De fait, l’empereur ne doit pas être caricaturé sous les traits d’un matamore: son action est fondée sur une théorie qui peut être connue à travers la propagande qu’elle a engendrée. À cet égard, d’ailleurs, il n’innove pas totalement; depuis l’époque d’Auguste, ses prédécesseurs avaient pris l’habitude d’exprimer la conception qu’ils se faisaient de leur rôle à travers leurs titulatures; celles-ci, passablement stéréotypées sous le Haut-Empire, sont portées sur les monnaies et surtout sur les inscriptions. Un texte, gravé en 114 dans le sud de l’Espagne, permet de saisir de manière concrète cette idéologie: «Les habitants de la cité [ont fait placer cette pierre] en l’honneur de l’empereur César Auguste Nerva Trajan, fils de Nerva divinisé, [prince] excellent, vainqueur des Germains, des Daces et des Parthes, souverain pontife, revêtu de la XVIIIe puissance tribunicienne, acclamé imperator à sept reprises, six fois consul et père de la patrie.» De chaque terme se dégage un caractère dominant. On distingue ainsi trois grandes catégories de pouvoirs. Apparaît d’abord un aspect civil et politique: «César», Trajan est le lointain héritier du célèbre dictateur; la puissance tribunicienne lui confère une inviolabilité sacrée et le droit de veto sur les actes des autres magistrats; le consulat constitue un honneur, comme les surnoms d’«excellent prince» et de «père de la patrie». Cette titulature relève ensuite du domaine militaire: l’«empereur» est le général en chef, victorieux par la volonté des dieux et «acclamé» par ses soldats; il porte les titres des succès qui lui ont valu le triomphe (par exemple «Dacique»). Vient enfin ce qui est peut-être le plus important, l’élément religieux: être fils d’un homme divinisé confère bien évidemment un caractère sacré certain; le «souverain pontife» contrôle la religion; l’Auguste, «augmenté», est marqué par un charisme divin.

Consigne a.
Répondez aux questions suivantes d'après l'extrait sur la titulature de Trajan.
(i) En quelle année et dans quelle région l'inscription citée a-t-elle été gravée ?
(ii) Combien de fois Trajan a-t-il été acclamé imperator selon cette inscription ?
(iii) Outre une inviolabilité sacrée, quel droit la puissance tribunicienne confère-t-elle ?

Données fournies.
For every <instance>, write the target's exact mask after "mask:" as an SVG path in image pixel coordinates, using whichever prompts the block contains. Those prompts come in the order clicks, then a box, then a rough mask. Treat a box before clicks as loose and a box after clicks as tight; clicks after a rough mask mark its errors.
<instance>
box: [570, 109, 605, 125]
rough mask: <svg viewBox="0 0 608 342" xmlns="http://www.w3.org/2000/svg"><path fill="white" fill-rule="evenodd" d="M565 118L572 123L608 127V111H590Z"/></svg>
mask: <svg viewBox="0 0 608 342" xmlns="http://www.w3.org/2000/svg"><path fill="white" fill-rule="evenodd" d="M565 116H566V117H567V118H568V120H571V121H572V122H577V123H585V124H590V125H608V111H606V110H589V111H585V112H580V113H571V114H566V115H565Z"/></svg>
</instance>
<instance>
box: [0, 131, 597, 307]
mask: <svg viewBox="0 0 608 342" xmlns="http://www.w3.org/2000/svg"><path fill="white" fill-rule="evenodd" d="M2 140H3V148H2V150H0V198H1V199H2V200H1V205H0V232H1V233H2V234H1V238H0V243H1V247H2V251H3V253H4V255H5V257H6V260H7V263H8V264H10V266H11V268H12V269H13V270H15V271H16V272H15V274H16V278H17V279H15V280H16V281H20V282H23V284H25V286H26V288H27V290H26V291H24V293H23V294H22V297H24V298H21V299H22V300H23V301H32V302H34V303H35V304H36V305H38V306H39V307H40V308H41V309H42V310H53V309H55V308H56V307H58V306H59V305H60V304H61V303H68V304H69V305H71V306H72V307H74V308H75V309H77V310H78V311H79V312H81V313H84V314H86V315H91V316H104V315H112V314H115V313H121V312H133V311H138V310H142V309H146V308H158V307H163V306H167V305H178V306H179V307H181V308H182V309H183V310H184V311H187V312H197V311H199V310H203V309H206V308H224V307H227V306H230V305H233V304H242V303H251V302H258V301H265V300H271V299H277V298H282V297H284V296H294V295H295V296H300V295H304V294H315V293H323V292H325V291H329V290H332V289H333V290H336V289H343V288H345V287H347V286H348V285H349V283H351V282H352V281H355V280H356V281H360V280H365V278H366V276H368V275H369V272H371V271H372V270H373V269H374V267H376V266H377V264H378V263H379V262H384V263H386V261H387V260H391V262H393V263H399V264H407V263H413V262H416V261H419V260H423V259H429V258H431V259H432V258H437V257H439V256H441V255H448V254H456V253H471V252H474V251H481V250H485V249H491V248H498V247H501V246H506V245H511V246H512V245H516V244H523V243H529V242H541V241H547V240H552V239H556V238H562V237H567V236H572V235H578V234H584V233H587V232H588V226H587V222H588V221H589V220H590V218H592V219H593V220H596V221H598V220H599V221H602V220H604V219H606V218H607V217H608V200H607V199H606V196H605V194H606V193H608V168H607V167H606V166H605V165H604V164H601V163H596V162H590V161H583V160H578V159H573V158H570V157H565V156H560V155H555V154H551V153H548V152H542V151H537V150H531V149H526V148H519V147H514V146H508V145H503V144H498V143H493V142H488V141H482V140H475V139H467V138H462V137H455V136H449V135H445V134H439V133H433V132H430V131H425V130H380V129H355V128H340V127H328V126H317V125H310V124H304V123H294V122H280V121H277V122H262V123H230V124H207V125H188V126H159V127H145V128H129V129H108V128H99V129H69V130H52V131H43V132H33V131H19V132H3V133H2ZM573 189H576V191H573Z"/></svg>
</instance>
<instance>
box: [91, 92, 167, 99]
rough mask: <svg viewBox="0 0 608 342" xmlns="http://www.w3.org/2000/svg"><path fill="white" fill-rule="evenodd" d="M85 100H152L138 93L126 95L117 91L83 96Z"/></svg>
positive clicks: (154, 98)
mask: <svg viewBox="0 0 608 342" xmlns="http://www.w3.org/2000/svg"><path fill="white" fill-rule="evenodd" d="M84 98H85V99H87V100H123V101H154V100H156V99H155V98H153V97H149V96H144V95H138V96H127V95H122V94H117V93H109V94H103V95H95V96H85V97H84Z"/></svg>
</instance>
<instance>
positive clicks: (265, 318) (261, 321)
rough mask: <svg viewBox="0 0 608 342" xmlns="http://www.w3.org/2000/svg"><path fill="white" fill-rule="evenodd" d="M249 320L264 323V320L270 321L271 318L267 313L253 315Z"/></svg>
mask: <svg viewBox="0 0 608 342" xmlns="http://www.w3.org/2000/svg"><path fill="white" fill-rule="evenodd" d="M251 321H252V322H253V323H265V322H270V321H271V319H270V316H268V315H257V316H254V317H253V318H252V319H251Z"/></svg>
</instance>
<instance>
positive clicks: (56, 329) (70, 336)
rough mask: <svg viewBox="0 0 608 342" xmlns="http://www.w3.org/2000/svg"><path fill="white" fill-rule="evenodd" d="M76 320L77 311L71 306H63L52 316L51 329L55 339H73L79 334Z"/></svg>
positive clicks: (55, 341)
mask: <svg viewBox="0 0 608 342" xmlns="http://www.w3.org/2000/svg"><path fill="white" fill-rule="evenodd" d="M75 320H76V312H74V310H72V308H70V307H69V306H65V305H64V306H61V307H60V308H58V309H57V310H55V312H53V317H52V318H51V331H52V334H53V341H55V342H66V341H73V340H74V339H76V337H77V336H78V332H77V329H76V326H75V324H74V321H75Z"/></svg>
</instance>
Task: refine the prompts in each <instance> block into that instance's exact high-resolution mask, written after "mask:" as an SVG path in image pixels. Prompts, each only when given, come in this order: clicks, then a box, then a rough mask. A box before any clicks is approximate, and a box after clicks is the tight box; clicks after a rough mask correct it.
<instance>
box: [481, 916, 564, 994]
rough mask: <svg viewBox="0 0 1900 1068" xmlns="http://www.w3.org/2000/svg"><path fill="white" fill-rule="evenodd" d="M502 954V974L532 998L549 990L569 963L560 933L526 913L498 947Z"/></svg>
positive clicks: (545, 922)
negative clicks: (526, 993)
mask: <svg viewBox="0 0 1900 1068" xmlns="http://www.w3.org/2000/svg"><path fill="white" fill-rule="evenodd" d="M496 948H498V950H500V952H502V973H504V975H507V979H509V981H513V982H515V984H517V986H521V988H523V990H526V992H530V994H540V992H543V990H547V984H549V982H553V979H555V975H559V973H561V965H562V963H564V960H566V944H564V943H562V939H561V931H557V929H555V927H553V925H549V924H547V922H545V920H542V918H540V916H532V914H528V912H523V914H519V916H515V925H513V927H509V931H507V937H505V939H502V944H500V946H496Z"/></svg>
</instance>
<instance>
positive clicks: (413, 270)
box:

Consigne b.
Recopiez sans aucune modification, dans les enregistrements, tout ce qui va du début jusqu'à la ligne contenant "box: [570, 109, 605, 125]", cette ligne comprise.

Corrigé a.
(i) En 114, dans le sud de l'Espagne.
(ii) Sept fois.
(iii) Le droit de veto sur les actes des autres magistrats.

Corrigé b.
For every <instance>, write the target's exact mask after "mask:" as an SVG path in image pixel coordinates, using whichever prompts the block contains. Those prompts come in the order clicks, then a box, then a rough mask. Treat a box before clicks as loose and a box after clicks as tight; clicks after a rough mask mark its errors.
<instance>
box: [570, 109, 605, 125]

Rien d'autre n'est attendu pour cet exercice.